▶ **What needs to be done**
Would you return every line of the records below word for word, leaving out the pictures?

▶ **Material for the task**
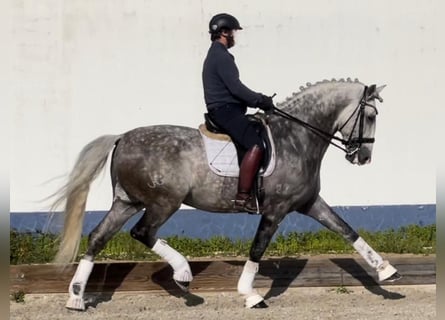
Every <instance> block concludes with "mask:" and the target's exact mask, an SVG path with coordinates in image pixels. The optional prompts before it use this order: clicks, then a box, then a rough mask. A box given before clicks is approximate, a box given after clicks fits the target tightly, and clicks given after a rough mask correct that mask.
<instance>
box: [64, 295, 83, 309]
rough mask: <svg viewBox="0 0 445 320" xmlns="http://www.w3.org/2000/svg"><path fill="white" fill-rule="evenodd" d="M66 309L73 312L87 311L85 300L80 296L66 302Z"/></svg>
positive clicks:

▶ **Worked solution**
Every <instance> block concludes with "mask:" and the target's exact mask, an SVG path with coordinates in image pixels. The optional prompts before it use this order: clicks, then a box, then a rough mask. A box given before clicks is approximate, a box given after clicks fits the target tightly, and clicks given after a rough mask correct that mask.
<instance>
box: [64, 295, 83, 309]
rough mask: <svg viewBox="0 0 445 320" xmlns="http://www.w3.org/2000/svg"><path fill="white" fill-rule="evenodd" d="M66 309L73 312L87 311L85 300L80 296L66 302Z"/></svg>
positive clicks:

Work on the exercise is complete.